=== Written instruction 1 ===
Using the forum thread about Doctors Orders Iron Lung, decide whether each statement agrees with it: (a) Iron Lung has an ABV of 6.9%. (b) bignath has already tasted Iron Lung. (c) petesbrew found Iron Lung disappointing. Answer each with yes or no and quote the words from the thread that settle it.
=== Written instruction 2 ===
Answer these questions from the forum thread about Doctors Orders Iron Lung:
(a) Where did piraterum try the beer?
(b) In which city does bignath say some pubs sell it?
(c) What does kaspa07 say he might have to track down?

=== Document text ===

————————

# Doctors Orders Iron Lung



## piraterum (16/3/12)

Just tried Doctors Orders Iron Lung at the Mac hotel in Sydney. 

Now that is one flavoursome beer, strong malt AND hop flavours. At ABV 6.9% and IBU 60 it packs a punch but is well balanced by the flavour. What do you guys think of it?

http://doctorsordersbrewing.com/


----------



## bignath (16/3/12)

unfortunately never tried it...but would love to. I see it's available at some pubs up in Adelaide. Going there in a few weeks time, might have a few pints while im up there...

on a side note, whatever happened to doc? haven't seen him around here for a while. is he still active on beer forums??


----------



## kaspa07 (16/3/12)

Almost anything from Doctor's orders is usualy a spectacular beer this one has my interest, might have to track a tap/bottle down


----------



## petesbrew (16/3/12)

Big Nath said:


> unfortunately never tried it...but would love to. I see it's available at some pubs up in Adelaide. Going there in a few weeks time, might have a few pints while im up there...
> 
> on a side note, whatever happened to doc? haven't seen him around here for a while. is he still active on beer forums??


I think he's too busy having fun going pro than spending time here. :lol: 
Tried the iron lung at his place the other night. Fantastic.


----------



## Adam Howard (16/3/12)

————————

=== Information provided ===

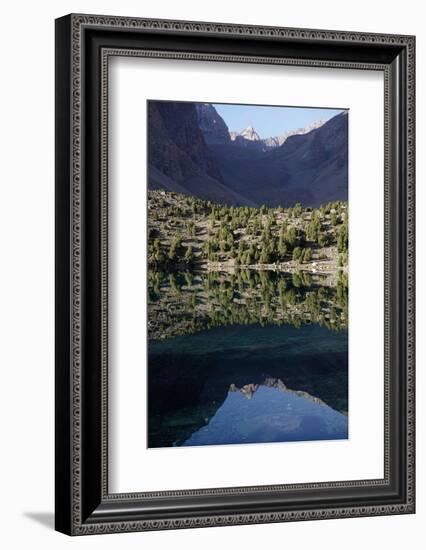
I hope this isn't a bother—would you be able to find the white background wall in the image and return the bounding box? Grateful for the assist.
[0,0,426,550]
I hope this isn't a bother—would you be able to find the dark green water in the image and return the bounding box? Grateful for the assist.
[148,323,348,447]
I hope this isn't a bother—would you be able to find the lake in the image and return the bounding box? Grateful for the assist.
[148,273,348,448]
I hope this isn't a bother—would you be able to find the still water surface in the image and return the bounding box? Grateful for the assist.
[148,324,348,447]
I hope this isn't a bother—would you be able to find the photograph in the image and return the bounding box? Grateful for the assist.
[146,99,350,450]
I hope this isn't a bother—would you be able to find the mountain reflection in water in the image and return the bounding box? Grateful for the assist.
[148,324,348,447]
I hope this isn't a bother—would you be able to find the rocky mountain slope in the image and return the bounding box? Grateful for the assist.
[148,101,348,206]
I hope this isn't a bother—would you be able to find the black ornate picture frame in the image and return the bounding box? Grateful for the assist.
[55,14,415,535]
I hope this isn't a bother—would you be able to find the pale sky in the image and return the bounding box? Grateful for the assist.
[213,103,344,138]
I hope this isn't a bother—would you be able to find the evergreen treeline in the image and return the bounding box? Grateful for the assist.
[148,191,348,269]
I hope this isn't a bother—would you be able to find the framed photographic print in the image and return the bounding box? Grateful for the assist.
[56,15,415,535]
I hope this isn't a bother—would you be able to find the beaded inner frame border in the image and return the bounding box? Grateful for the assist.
[71,15,415,535]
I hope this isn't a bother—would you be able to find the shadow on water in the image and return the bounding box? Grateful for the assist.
[148,324,348,447]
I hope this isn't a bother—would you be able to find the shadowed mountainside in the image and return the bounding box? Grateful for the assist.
[148,101,348,206]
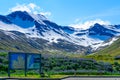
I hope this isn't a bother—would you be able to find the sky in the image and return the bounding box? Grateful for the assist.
[0,0,120,27]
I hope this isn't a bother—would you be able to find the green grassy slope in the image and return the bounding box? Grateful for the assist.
[84,39,120,63]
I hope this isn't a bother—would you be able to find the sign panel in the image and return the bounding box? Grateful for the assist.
[8,52,41,77]
[27,54,40,69]
[10,54,25,69]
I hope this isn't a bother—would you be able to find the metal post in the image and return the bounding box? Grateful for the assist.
[39,54,42,75]
[24,54,27,77]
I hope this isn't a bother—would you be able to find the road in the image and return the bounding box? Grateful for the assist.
[62,77,120,80]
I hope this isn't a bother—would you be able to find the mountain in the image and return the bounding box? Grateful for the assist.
[0,11,120,54]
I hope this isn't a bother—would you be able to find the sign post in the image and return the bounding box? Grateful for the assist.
[8,52,41,77]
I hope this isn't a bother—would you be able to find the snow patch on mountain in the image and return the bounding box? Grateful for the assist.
[69,19,110,30]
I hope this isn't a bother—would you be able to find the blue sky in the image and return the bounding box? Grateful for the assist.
[0,0,120,25]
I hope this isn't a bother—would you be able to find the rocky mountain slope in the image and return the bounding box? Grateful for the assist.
[0,11,120,54]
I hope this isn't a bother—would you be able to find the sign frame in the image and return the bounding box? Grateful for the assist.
[8,52,41,77]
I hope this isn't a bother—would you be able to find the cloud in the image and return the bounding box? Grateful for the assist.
[9,3,51,17]
[69,19,110,30]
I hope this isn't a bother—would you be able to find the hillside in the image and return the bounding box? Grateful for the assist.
[84,38,120,63]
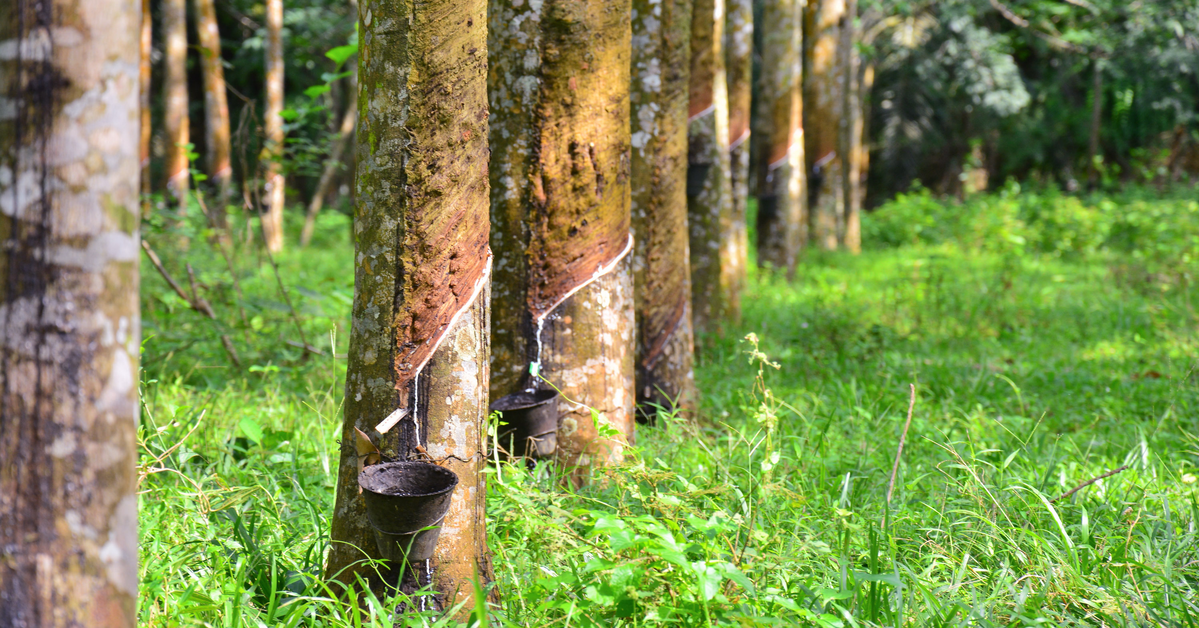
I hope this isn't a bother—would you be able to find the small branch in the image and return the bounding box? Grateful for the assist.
[1049,465,1131,503]
[141,240,241,367]
[887,384,916,503]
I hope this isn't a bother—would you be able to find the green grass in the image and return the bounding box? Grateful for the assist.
[140,192,1199,627]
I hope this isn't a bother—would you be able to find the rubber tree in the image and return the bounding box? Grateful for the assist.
[687,0,741,333]
[629,0,695,418]
[162,0,192,217]
[754,0,808,276]
[263,0,287,253]
[138,0,153,216]
[837,0,862,253]
[724,0,754,295]
[803,0,845,249]
[194,0,233,229]
[326,0,492,610]
[488,0,635,479]
[0,0,141,628]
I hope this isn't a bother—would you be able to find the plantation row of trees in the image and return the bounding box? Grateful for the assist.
[0,0,1197,626]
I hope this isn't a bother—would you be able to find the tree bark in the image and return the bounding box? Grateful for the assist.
[326,0,493,611]
[488,0,635,479]
[0,0,141,628]
[803,0,845,249]
[629,0,695,418]
[138,0,153,217]
[837,0,862,254]
[300,81,359,247]
[754,0,807,277]
[194,0,233,229]
[263,0,287,253]
[687,0,741,333]
[724,0,754,299]
[162,0,192,219]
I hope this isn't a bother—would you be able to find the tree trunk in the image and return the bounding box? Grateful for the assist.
[629,0,695,418]
[837,0,862,254]
[138,0,153,217]
[687,0,741,333]
[1086,59,1103,189]
[0,0,141,628]
[724,0,754,299]
[300,81,359,247]
[326,0,493,610]
[488,0,635,479]
[195,0,233,230]
[803,0,845,249]
[754,0,807,277]
[263,0,287,253]
[162,0,192,219]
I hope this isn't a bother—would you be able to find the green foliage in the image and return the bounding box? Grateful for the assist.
[862,182,1199,276]
[140,188,1199,628]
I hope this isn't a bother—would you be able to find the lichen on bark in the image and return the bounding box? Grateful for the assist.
[687,0,741,333]
[326,0,492,609]
[489,0,634,466]
[629,0,695,417]
[0,0,141,628]
[754,0,807,276]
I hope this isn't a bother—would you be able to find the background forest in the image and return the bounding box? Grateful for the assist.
[124,0,1199,627]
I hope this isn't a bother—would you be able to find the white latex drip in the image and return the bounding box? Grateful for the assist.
[526,231,633,392]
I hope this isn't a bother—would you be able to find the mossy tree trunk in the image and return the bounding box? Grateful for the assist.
[629,0,695,417]
[195,0,233,229]
[724,0,754,303]
[326,0,492,609]
[687,0,741,333]
[138,0,153,216]
[837,0,862,253]
[803,0,845,249]
[754,0,807,276]
[162,0,192,217]
[263,0,287,253]
[488,0,635,478]
[0,0,141,628]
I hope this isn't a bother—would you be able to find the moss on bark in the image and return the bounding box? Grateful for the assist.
[489,0,633,465]
[629,0,695,415]
[326,0,490,608]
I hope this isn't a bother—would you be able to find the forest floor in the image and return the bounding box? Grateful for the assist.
[140,192,1199,627]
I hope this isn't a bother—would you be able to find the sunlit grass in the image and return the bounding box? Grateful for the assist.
[140,192,1199,627]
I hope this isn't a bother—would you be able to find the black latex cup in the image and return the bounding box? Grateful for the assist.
[373,525,441,563]
[490,391,558,458]
[359,461,458,534]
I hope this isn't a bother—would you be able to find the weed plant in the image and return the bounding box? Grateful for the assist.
[140,191,1199,627]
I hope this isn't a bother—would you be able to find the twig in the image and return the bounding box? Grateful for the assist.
[1049,465,1131,503]
[887,384,916,503]
[141,240,241,367]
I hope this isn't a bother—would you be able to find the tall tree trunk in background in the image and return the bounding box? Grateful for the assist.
[195,0,233,229]
[687,0,741,333]
[724,0,754,303]
[629,0,695,417]
[300,80,359,247]
[162,0,192,218]
[837,0,862,253]
[326,0,492,610]
[754,0,807,272]
[488,0,635,479]
[803,0,845,249]
[1086,58,1103,189]
[263,0,287,253]
[138,0,153,217]
[856,60,874,211]
[0,0,141,628]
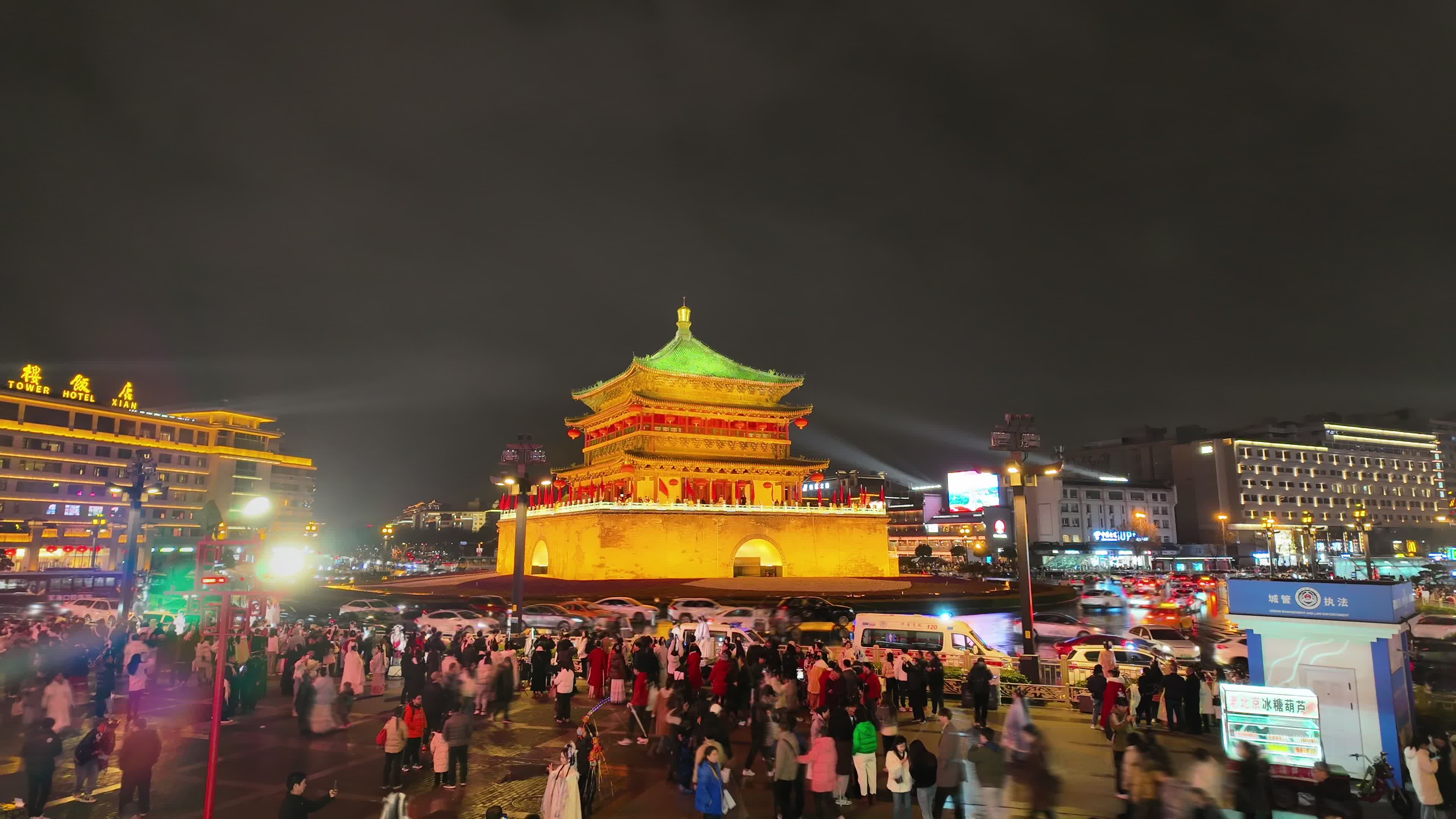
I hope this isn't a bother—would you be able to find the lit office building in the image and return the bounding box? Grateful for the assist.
[0,364,314,570]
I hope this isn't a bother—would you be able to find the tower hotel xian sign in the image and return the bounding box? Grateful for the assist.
[6,364,137,410]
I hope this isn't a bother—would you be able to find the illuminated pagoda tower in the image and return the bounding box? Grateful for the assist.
[496,304,897,580]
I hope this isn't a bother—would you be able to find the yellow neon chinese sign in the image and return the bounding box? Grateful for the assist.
[111,382,137,410]
[6,364,51,395]
[61,373,96,404]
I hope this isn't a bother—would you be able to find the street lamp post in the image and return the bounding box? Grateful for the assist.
[501,436,546,637]
[1262,517,1274,577]
[106,450,166,628]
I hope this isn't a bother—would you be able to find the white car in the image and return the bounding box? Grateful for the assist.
[339,592,399,613]
[1213,637,1249,669]
[1082,589,1127,609]
[1127,625,1203,660]
[1411,615,1456,640]
[709,608,769,631]
[667,598,723,622]
[415,609,501,634]
[60,598,121,622]
[1067,643,1162,685]
[1010,612,1102,640]
[596,598,658,625]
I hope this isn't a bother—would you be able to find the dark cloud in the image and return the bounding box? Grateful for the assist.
[0,2,1456,522]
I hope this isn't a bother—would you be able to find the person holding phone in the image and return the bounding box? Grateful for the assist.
[278,771,339,819]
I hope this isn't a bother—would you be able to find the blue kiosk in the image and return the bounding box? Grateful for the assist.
[1227,580,1415,780]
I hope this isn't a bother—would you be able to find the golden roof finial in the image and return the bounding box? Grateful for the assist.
[677,296,693,332]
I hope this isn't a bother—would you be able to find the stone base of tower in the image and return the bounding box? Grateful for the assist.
[496,507,898,580]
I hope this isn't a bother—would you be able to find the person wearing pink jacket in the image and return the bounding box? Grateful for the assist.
[799,736,844,819]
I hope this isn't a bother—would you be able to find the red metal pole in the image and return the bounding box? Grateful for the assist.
[202,590,233,819]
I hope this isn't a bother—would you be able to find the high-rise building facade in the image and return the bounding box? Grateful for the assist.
[0,364,316,568]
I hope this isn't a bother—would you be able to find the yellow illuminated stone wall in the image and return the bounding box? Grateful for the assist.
[496,508,898,580]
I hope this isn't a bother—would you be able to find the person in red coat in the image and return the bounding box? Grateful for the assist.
[683,643,703,688]
[1098,667,1127,729]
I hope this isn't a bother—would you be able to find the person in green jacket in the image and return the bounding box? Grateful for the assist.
[852,708,879,805]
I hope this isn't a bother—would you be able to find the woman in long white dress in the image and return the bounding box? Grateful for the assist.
[309,675,339,734]
[41,675,76,733]
[339,646,364,692]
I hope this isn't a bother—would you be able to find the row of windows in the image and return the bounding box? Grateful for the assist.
[1243,508,1439,525]
[0,436,207,469]
[1239,444,1442,472]
[1061,487,1168,501]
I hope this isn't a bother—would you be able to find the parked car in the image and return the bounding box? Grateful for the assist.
[521,603,587,631]
[667,598,723,622]
[60,598,121,624]
[596,598,658,627]
[415,609,501,634]
[560,600,628,631]
[1010,612,1102,640]
[1067,646,1160,685]
[1213,637,1249,673]
[1127,625,1203,660]
[775,598,855,627]
[339,599,399,613]
[1411,615,1456,640]
[1082,589,1127,609]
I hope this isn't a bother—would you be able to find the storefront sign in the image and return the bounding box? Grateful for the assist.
[6,364,51,395]
[1229,580,1415,622]
[1219,682,1325,768]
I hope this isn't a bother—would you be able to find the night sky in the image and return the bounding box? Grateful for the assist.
[0,0,1456,525]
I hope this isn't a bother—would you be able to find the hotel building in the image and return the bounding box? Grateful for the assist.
[1172,423,1456,564]
[0,364,314,570]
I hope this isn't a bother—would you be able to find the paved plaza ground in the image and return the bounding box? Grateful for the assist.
[0,678,1389,819]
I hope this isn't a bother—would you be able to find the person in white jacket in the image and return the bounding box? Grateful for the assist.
[1405,736,1446,819]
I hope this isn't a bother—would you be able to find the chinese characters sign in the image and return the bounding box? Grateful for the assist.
[1220,684,1325,768]
[1229,580,1415,622]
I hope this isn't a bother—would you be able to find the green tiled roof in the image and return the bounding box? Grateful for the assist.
[633,328,802,383]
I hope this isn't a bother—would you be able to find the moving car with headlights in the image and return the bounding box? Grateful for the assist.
[60,598,121,624]
[339,592,399,613]
[775,598,855,627]
[850,613,1015,670]
[521,603,587,631]
[1080,589,1127,609]
[667,598,725,622]
[1067,646,1160,685]
[415,609,501,634]
[596,598,658,627]
[1010,612,1102,640]
[1127,625,1203,660]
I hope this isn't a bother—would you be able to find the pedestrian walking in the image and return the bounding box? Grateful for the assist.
[910,739,941,819]
[116,717,162,819]
[965,727,1006,819]
[444,708,475,788]
[376,705,409,790]
[278,771,339,819]
[73,719,116,803]
[885,734,915,819]
[20,717,61,819]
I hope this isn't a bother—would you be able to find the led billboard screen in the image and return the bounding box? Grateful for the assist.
[945,469,1000,511]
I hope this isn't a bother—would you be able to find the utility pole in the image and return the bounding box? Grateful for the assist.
[992,414,1061,682]
[501,436,546,637]
[106,449,166,628]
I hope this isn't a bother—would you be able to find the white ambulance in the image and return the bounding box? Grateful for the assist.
[850,613,1016,679]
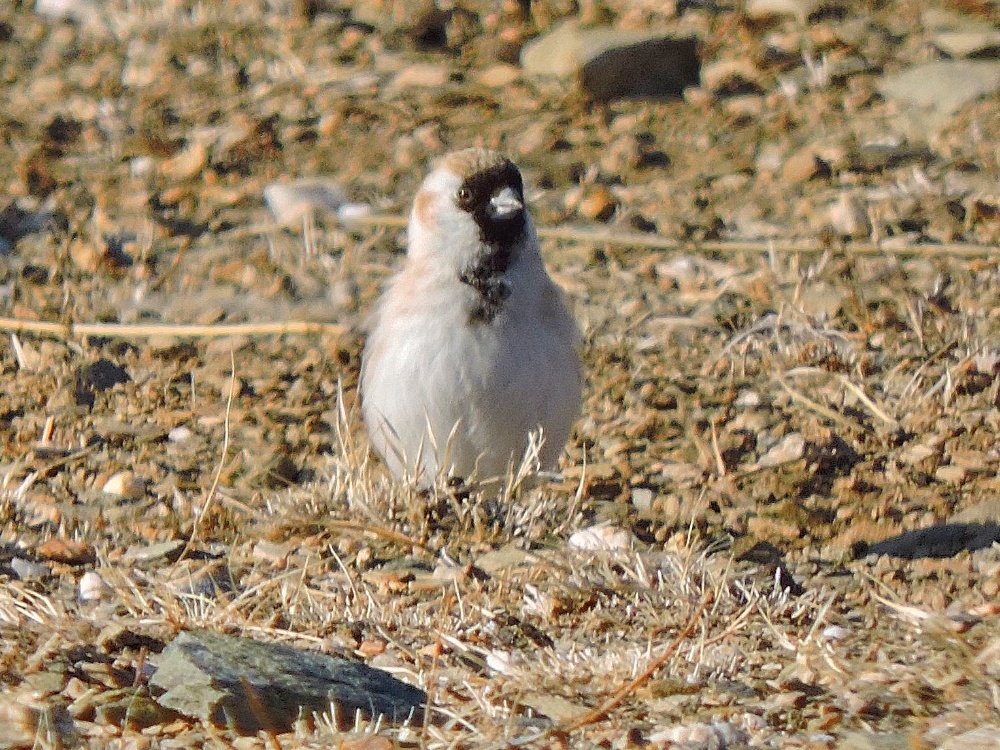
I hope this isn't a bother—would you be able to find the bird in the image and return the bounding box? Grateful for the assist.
[360,148,582,486]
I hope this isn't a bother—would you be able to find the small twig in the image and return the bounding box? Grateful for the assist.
[186,351,236,559]
[0,318,349,339]
[244,214,996,258]
[775,376,865,429]
[556,592,715,732]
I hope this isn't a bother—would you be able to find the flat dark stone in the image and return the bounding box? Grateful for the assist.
[150,630,427,734]
[855,523,1000,560]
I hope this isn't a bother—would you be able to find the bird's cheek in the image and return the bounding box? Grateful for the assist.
[413,192,438,232]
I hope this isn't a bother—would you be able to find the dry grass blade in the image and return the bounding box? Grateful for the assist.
[559,592,715,732]
[0,318,349,339]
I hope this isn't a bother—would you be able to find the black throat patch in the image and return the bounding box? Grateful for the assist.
[456,160,527,325]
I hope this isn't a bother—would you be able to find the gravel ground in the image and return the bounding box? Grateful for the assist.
[0,0,1000,748]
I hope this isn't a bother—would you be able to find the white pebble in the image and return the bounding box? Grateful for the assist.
[79,570,111,602]
[569,526,633,552]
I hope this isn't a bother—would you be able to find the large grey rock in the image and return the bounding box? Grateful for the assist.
[878,60,1000,132]
[920,8,1000,57]
[521,20,700,101]
[150,630,427,734]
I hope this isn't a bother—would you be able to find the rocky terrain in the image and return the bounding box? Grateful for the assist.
[0,0,1000,749]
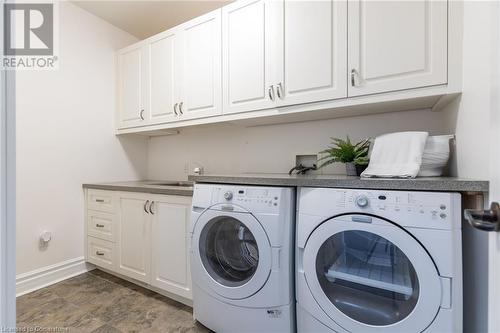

————————

=== Right answer 1 ===
(a) Yes: "At ABV 6.9% and IBU 60 it packs a punch"
(b) No: "unfortunately never tried it"
(c) No: "Tried the iron lung at his place the other night. Fantastic."

=== Right answer 2 ===
(a) At the Mac hotel in Sydney.
(b) Adelaide.
(c) A tap or bottle of it.